Task details
List the section headings inside the bond bubble article below, leaving out its title.

The Greatest Bond Bubble Ever—-David Stockman’s Reflections On The Maestro’s Visit To Agora

Bonds are in a massive bubble… and it’s going to pop… according to this week’s expert.

Bonds are going to blow…

This latest warning on the dangers lurking in these supposedly “safe haven” assets comes by way of another one of the special guests at our 2017 Inner Circle roundtable event in Baltimore last month, David Stockman.

David knows a thing or two about the dangers of debt – and politicians’ love affair with issuing as much of the stuff as they can get away with.

As President Reagan’s budget director in the early 1980s, he was the chief architect of the “Reagan Revolution.” The idea was to slash taxes and take an ax to entitlement programs to allow the private sector to grow.

In 1981, David sat down with the newly elected president to crunch the numbers.

The result: the first Reagan budget. It wasn’t perfect. But it went further than previous presidents had dared in curtailing the growth of America’s “welfare state.”

Bond Bust

But it soon became clear to David that, although it was keen on cutting taxes, the Republican Party had no real appetite for reducing government spending.

This meant spiraling federal budget deficits.

And just four years later, he quit the Reagan administration in protest and wrote the New York Times best-seller The Triumph of Politics: Why the Reagan Revolution Failed.

To this day, it’s the single most insightful account of why it’s so difficult to get anything meaningful done in Washington.

You can probably tell why we invited David along to our roundtable session…

He spent years in the Washington “swamp.” And he’s seen firsthand how hard it can be to push through truly conservative agendas. Candidates may talk a big game about reining in government spending, but when the rubber meets the road, the temptation to spend out of an empty pocket can be too great.

As he explains in this week’s Q&A, this has led to the mother of all bubbles in supposedly “safe” bonds.

And when it bursts, it’s going to make the 2008 financial crisis look like a picnic…

Unique Perspective

But before we got to talking about what lies ahead…

I wanted to get David’s perspective on my Inner Circle roundtable interview with former Fed chief Alan Greenspan… the full transcript of which you can find here.

You see, David knew Greenspan going all the way back to the early 1980s.

Still in his early 30s, David was the youngest member of President Reagan’s cabinet. And Greenspan, who had been an economic adviser to President Ford, was keen on introductions to the Reagan team.

So first, I wanted David’s personal perspective on some of the comments Greenspan made in our one-hour session with him… 

Q&A With David Stockman

Chris Lowe (CL): The financial crisis you see coming is closely linked with the immense influence Alan Greenspan had over the economy… during his almost two decades as the world’s most powerful central banker. We got to sit down and talk to Greenspan about this in Baltimore on behalf of our members. What was your big takeaway from that meeting?

David Stockman (DS): A lot of stuff that came out of our meeting is worth highlighting. But I want to focus on a couple of the whoppers I picked up on.

I want to be respectful. I have known Alan a long time. I understand that each of us has to do what he has to do. But his claim that the kind of central banking we have now… the kind he pioneered and practiced… was meant to “replicate the gold standard” – that was a proposition too far.

Given data
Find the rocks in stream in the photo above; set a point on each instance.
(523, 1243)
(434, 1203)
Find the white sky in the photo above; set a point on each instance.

Written reply
Bond Bust
Unique Perspective
Q&A With David Stockman